> [Written problem A] Say whether each statement agrees with the airport arrival article below: (i) the door to the terminal toilet was boarded up; (ii) the officials asked for two copies of the paper; (iii) the writer's first flight into Zvartnots was about two years earlier. For each, give yes or no along with the deciding words from the article, quoted exactly.
> [Written problem B] In the airport arrival article below, what did the writer learn to pack on the first few trips?
> [Written problem C] Proceed with the airport arrival article below, carrying it on from its final sentence.

> [Text segment]
ArmeniaNow.com - Independent Journalism From Today's Armenia
 April 4, 2003 




Outside Eye: A non-Armenian's view of life in his adopted home


Every time I fly into Zvartnots Airport, I think about the first time, more than six years ago.

A beat up Tupolev with seats that bent forward, torn carpet and industrial tape in places where I'd rather not see it at 30,000 feet brought us onto a sparsely lit runway. We got off the plane into the cold outside and walked into a dank terminal that smelled of urine and decay. In fact, the door to the toilet was boarded up, so that business that should have been taken care of inside was nonetheless done against the wooden doors. The effect was what you would expect.

Down a flight of dirty stairs we were met by harsh-faced men behind wooden desks who asked us for papers, which we'd not been advised about filling in. So then they gave us a paper (like a landing card I guess) and when we brought it back, they informed us that they needed three copies, so we had to do it twice more.

I can't really remember clearly, but it is very likely that money for some unknown purpose was paid and then the gruff and smelly men slammed rubber stamps against the three copies.

Then we were met by a second set of desk men and finally a third before reaching the luggage area.

And upon reaching the luggage, we fought our way through a wall of un-identified men and their chimneys of cigarette smoke who would start grabbing luggage as if it were their own in an attempt to extort an assistance fee.

Once the luggage came, we were ordered to another set of desks, where cases were opened and anything inside was fair booty for the inspection officer. Once, I was carrying stuffed toys for some children in Gyumri and, a foot in front of my face, the inspection officer picked out the ones she liked and simply put them aside, presumably for her own children. On my first few trips, I learned to pack "customs" items - things I really didn't want to bring into the country but were attractive enough to distract officers from the actual gifts I was bringing.

(Position annotation records)
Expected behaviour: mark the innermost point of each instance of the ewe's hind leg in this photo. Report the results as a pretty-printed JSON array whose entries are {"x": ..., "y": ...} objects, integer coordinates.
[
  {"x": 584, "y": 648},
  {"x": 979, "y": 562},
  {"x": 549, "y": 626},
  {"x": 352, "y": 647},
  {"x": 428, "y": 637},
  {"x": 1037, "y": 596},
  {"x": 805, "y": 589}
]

> [Task response A]
(i) Yes: "the door to the toilet was boarded up"
(ii) No: "they needed three copies"
(iii) No: "more than six years ago"

> [Task response B] The writer learned to pack "customs" items, things attractive enough to distract officers from the actual gifts.

> [Task response C]
On the flight in, my traveling companions and I used to bet beers to see who could come closest to guessing how long it would take us to get out of the terminal. Anyone who guessed less than an hour was considered to be either a fool or simply generous with his beer money. In those days, two hours was a safer bet.

I'm thinking about those times, standing at baggage claim just past midnight Thursday, having arrived on one of the first direct flights from London (continuing to Tashkent, whereas before the route was through Tbilisi).

I have walked off a well-equipped, comfortable and friendly-staffed carrier, through a warm jet-way into a well-lit (relatively) and urine-free terminal and down an escalator to a single kiosk where an officer stamps my passport and five minutes since leaving my seat I am standing at the baggage carousel.

There are no scruffy men around pushing their way through with carts or grabbing for luggage, which starts spitting out of the conveyor some 15 minutes after we've landed. I have arrived at 12:15 and will be in my flat by 1. I would have won beers with a bet under an hour this night. Unthinkable.

I'm thinking of drastic changes in short time and am almost nostalgic for the recent old and unsophisticated days when . . .

The first thing to appear through the narrow conveyor door, is not a case of luggage but rather a crouching Armenian man in all black, with a four-day beard and, of course, smoking a cigarette.

"Look to see if he has a Glendale address," I say to a fellow traveler.

I'm happy to see improvements in this place. But happy, too, to see that even progress hasn't yet robbed Armenia of its often unexpected and rough-edged charm.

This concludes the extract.